• Exercise goal:
Format every line of the entries below as a JSON list of strings, one string per line, skipping any blank lines.

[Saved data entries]
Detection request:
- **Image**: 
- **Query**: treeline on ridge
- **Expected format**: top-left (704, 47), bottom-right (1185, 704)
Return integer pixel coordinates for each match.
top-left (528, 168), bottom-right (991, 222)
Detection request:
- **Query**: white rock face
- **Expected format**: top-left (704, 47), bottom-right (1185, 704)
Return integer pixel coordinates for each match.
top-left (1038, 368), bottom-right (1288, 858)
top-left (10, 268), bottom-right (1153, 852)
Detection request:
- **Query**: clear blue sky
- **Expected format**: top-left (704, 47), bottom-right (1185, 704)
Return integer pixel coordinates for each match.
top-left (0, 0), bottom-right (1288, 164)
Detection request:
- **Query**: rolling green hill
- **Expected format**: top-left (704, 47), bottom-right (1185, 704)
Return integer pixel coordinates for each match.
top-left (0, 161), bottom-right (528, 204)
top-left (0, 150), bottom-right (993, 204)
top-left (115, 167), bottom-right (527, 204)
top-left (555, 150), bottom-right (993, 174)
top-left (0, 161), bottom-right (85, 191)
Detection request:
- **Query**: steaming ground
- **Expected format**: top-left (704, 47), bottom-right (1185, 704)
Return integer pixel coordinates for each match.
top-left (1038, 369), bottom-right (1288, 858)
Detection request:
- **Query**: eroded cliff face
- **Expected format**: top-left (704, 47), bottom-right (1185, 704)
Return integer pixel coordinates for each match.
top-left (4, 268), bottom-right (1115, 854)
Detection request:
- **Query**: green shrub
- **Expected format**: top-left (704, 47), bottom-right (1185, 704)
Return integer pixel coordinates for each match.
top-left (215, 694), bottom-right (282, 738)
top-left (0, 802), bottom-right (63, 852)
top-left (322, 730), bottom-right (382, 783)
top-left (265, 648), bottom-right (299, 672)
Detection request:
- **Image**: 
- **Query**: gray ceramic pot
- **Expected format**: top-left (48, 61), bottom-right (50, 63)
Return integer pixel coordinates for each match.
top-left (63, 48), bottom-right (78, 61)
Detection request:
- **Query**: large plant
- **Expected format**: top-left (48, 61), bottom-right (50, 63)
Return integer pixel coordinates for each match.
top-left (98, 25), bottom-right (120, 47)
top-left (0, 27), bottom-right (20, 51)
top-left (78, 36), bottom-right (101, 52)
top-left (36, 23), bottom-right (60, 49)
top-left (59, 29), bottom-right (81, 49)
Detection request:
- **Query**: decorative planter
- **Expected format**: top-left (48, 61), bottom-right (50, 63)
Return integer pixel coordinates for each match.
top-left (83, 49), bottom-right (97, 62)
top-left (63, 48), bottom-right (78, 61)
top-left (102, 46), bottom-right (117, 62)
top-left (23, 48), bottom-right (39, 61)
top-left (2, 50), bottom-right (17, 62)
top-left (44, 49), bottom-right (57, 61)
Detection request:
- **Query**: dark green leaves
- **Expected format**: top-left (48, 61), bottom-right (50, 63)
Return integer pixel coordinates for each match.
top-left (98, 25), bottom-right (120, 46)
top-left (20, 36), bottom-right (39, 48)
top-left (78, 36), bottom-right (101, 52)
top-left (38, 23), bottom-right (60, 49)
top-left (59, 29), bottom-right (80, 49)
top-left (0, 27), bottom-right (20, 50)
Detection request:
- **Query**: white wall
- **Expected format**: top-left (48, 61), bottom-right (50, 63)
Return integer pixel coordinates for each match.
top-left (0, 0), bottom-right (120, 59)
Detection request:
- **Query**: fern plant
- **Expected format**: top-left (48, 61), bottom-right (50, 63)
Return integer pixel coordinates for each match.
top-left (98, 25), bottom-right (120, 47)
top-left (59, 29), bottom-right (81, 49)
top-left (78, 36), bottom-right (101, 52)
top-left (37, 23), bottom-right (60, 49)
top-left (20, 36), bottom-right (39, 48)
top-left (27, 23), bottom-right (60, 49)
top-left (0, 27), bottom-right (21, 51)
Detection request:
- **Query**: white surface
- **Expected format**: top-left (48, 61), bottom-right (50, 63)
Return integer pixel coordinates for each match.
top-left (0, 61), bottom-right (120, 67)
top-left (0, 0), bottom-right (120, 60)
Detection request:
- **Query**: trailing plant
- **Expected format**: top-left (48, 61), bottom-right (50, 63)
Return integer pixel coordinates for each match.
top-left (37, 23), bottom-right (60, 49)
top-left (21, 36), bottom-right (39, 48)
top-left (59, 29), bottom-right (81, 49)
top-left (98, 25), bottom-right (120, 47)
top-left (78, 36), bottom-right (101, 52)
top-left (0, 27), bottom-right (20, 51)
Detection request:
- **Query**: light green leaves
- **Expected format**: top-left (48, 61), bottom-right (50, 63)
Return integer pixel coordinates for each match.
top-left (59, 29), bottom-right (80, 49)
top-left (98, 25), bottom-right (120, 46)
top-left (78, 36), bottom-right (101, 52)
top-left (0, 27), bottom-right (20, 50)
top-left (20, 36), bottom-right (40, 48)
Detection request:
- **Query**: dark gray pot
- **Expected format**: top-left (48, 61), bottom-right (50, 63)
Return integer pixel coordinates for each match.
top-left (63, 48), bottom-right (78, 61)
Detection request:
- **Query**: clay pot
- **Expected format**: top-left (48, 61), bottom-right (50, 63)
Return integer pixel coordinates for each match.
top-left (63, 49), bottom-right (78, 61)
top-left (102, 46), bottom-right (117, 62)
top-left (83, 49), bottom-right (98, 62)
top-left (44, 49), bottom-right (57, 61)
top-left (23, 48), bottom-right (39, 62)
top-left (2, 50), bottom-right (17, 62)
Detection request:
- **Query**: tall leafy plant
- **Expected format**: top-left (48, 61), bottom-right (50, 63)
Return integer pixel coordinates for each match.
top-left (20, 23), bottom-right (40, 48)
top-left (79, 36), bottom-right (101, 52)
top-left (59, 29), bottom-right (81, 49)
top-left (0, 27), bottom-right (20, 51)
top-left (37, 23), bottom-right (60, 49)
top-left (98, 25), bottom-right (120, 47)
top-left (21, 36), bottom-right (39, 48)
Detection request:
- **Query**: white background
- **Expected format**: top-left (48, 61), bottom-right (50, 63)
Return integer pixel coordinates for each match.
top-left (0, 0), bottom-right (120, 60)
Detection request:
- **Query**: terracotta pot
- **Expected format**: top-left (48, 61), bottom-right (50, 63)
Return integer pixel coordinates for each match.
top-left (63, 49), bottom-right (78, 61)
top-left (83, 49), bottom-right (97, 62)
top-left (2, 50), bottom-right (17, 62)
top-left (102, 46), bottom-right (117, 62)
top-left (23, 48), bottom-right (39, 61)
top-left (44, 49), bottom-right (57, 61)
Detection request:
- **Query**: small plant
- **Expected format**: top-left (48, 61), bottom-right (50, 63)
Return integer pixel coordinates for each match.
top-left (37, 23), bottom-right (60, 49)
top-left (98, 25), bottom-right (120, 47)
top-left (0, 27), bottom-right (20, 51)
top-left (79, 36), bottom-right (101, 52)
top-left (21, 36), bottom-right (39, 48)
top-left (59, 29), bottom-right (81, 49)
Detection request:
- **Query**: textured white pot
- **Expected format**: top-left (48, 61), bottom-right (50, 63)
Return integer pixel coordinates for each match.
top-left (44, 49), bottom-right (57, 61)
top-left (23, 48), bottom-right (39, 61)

• Response to this task:
[
  "Detection request:",
  "- **Image**: ",
  "- **Query**: treeline on ridge",
  "- **Expected format**: top-left (704, 47), bottom-right (1185, 704)",
  "Return integer pixel coordinates for each match.",
  "top-left (528, 168), bottom-right (991, 222)",
  "Detection request:",
  "- **Query**: white rock face",
  "- **Expected format**: top-left (704, 47), bottom-right (1185, 704)",
  "Return integer pixel coordinates for each match.",
  "top-left (1038, 368), bottom-right (1288, 858)",
  "top-left (10, 268), bottom-right (1153, 852)",
  "Detection request:",
  "- **Query**: clear blue sky",
  "- **Expected format**: top-left (704, 47), bottom-right (1185, 704)",
  "Return integer pixel coordinates for each match.",
  "top-left (0, 0), bottom-right (1288, 164)",
  "Detection request:",
  "- **Query**: rolling green hill",
  "- **Expected format**: top-left (704, 47), bottom-right (1185, 704)",
  "Return integer pixel coordinates for each match.",
  "top-left (0, 161), bottom-right (528, 204)",
  "top-left (0, 150), bottom-right (993, 204)",
  "top-left (115, 167), bottom-right (527, 204)",
  "top-left (555, 150), bottom-right (993, 174)",
  "top-left (0, 161), bottom-right (85, 191)",
  "Detection request:",
  "- **Query**: steaming ground",
  "- **Expected format**: top-left (704, 47), bottom-right (1185, 704)",
  "Return integer pixel coordinates for each match.",
  "top-left (1038, 369), bottom-right (1288, 858)",
  "Detection request:",
  "- **Query**: eroded cliff face",
  "- **Expected format**: top-left (704, 47), bottom-right (1185, 704)",
  "Return integer pixel coordinates for each match.",
  "top-left (4, 268), bottom-right (1115, 854)",
  "Detection request:",
  "- **Query**: green shrub",
  "- **Expected format**: top-left (704, 47), bottom-right (1185, 704)",
  "Return integer pixel coordinates for each match.",
  "top-left (215, 694), bottom-right (282, 738)",
  "top-left (0, 802), bottom-right (63, 852)",
  "top-left (322, 730), bottom-right (382, 783)",
  "top-left (265, 648), bottom-right (299, 672)",
  "Detection request:",
  "- **Image**: ",
  "- **Query**: gray ceramic pot",
  "- **Expected format**: top-left (48, 61), bottom-right (50, 63)",
  "Return integer pixel coordinates for each match.",
  "top-left (63, 48), bottom-right (78, 61)",
  "Detection request:",
  "- **Query**: large plant",
  "- **Expected format**: top-left (48, 61), bottom-right (50, 63)",
  "Return integer pixel coordinates for each match.",
  "top-left (98, 25), bottom-right (120, 47)",
  "top-left (0, 27), bottom-right (20, 51)",
  "top-left (78, 36), bottom-right (101, 52)",
  "top-left (36, 23), bottom-right (60, 49)",
  "top-left (59, 29), bottom-right (81, 49)",
  "Detection request:",
  "- **Query**: decorative planter",
  "- **Expected format**: top-left (48, 61), bottom-right (50, 63)",
  "Return integer pixel coordinates for each match.",
  "top-left (83, 49), bottom-right (97, 62)",
  "top-left (63, 48), bottom-right (78, 61)",
  "top-left (102, 46), bottom-right (117, 62)",
  "top-left (23, 48), bottom-right (39, 61)",
  "top-left (2, 50), bottom-right (17, 62)",
  "top-left (44, 49), bottom-right (57, 61)",
  "Detection request:",
  "- **Query**: dark green leaves",
  "- **Expected format**: top-left (48, 61), bottom-right (50, 63)",
  "Return integer pixel coordinates for each match.",
  "top-left (98, 25), bottom-right (120, 46)",
  "top-left (20, 36), bottom-right (39, 48)",
  "top-left (78, 36), bottom-right (101, 52)",
  "top-left (38, 23), bottom-right (60, 49)",
  "top-left (59, 29), bottom-right (80, 49)",
  "top-left (0, 27), bottom-right (20, 50)",
  "Detection request:",
  "- **Query**: white wall",
  "- **Expected format**: top-left (48, 61), bottom-right (50, 63)",
  "Return integer pixel coordinates for each match.",
  "top-left (0, 0), bottom-right (120, 59)",
  "Detection request:",
  "- **Query**: fern plant",
  "- **Expected format**: top-left (48, 61), bottom-right (50, 63)",
  "Return integer pixel coordinates for each match.",
  "top-left (98, 25), bottom-right (120, 47)",
  "top-left (59, 29), bottom-right (81, 49)",
  "top-left (78, 36), bottom-right (101, 52)",
  "top-left (37, 23), bottom-right (60, 49)",
  "top-left (20, 36), bottom-right (39, 48)",
  "top-left (27, 23), bottom-right (60, 49)",
  "top-left (0, 27), bottom-right (21, 51)",
  "Detection request:",
  "- **Query**: white surface",
  "- **Expected format**: top-left (48, 61), bottom-right (50, 63)",
  "Return integer pixel coordinates for each match.",
  "top-left (0, 61), bottom-right (120, 67)",
  "top-left (0, 0), bottom-right (120, 60)",
  "Detection request:",
  "- **Query**: trailing plant",
  "- **Expected format**: top-left (48, 61), bottom-right (50, 63)",
  "Return integer pixel coordinates for each match.",
  "top-left (37, 23), bottom-right (60, 49)",
  "top-left (21, 36), bottom-right (39, 48)",
  "top-left (59, 29), bottom-right (81, 49)",
  "top-left (98, 25), bottom-right (120, 47)",
  "top-left (78, 36), bottom-right (101, 52)",
  "top-left (0, 27), bottom-right (20, 51)",
  "Detection request:",
  "- **Query**: light green leaves",
  "- **Expected format**: top-left (48, 61), bottom-right (50, 63)",
  "Return integer pixel coordinates for each match.",
  "top-left (59, 29), bottom-right (80, 49)",
  "top-left (98, 25), bottom-right (120, 46)",
  "top-left (78, 36), bottom-right (101, 52)",
  "top-left (0, 27), bottom-right (20, 50)",
  "top-left (20, 36), bottom-right (40, 48)",
  "Detection request:",
  "- **Query**: dark gray pot",
  "- **Expected format**: top-left (48, 61), bottom-right (50, 63)",
  "Return integer pixel coordinates for each match.",
  "top-left (63, 48), bottom-right (78, 61)",
  "Detection request:",
  "- **Query**: clay pot",
  "- **Expected format**: top-left (48, 61), bottom-right (50, 63)",
  "Return integer pixel coordinates for each match.",
  "top-left (63, 49), bottom-right (78, 61)",
  "top-left (102, 46), bottom-right (117, 62)",
  "top-left (83, 49), bottom-right (98, 62)",
  "top-left (44, 49), bottom-right (57, 61)",
  "top-left (23, 48), bottom-right (39, 62)",
  "top-left (2, 50), bottom-right (17, 62)",
  "Detection request:",
  "- **Query**: tall leafy plant",
  "- **Expected format**: top-left (48, 61), bottom-right (50, 63)",
  "Return integer pixel coordinates for each match.",
  "top-left (20, 23), bottom-right (40, 48)",
  "top-left (79, 36), bottom-right (101, 52)",
  "top-left (59, 29), bottom-right (81, 49)",
  "top-left (0, 27), bottom-right (20, 51)",
  "top-left (37, 23), bottom-right (60, 49)",
  "top-left (98, 25), bottom-right (120, 47)",
  "top-left (21, 36), bottom-right (39, 48)",
  "Detection request:",
  "- **Query**: white background",
  "- **Expected format**: top-left (48, 61), bottom-right (50, 63)",
  "Return integer pixel coordinates for each match.",
  "top-left (0, 0), bottom-right (120, 60)",
  "Detection request:",
  "- **Query**: terracotta pot",
  "- **Expected format**: top-left (48, 61), bottom-right (50, 63)",
  "Return integer pixel coordinates for each match.",
  "top-left (63, 49), bottom-right (78, 61)",
  "top-left (83, 49), bottom-right (97, 62)",
  "top-left (2, 50), bottom-right (17, 62)",
  "top-left (102, 46), bottom-right (117, 62)",
  "top-left (23, 48), bottom-right (39, 61)",
  "top-left (44, 49), bottom-right (57, 61)",
  "Detection request:",
  "- **Query**: small plant",
  "- **Expected format**: top-left (48, 61), bottom-right (50, 63)",
  "Return integer pixel coordinates for each match.",
  "top-left (37, 23), bottom-right (60, 49)",
  "top-left (98, 25), bottom-right (120, 47)",
  "top-left (0, 27), bottom-right (20, 51)",
  "top-left (79, 36), bottom-right (101, 52)",
  "top-left (21, 36), bottom-right (39, 48)",
  "top-left (59, 29), bottom-right (81, 49)",
  "Detection request:",
  "- **Query**: textured white pot",
  "- **Expected format**: top-left (48, 61), bottom-right (50, 63)",
  "Return integer pixel coordinates for each match.",
  "top-left (44, 49), bottom-right (57, 61)",
  "top-left (23, 48), bottom-right (39, 61)"
]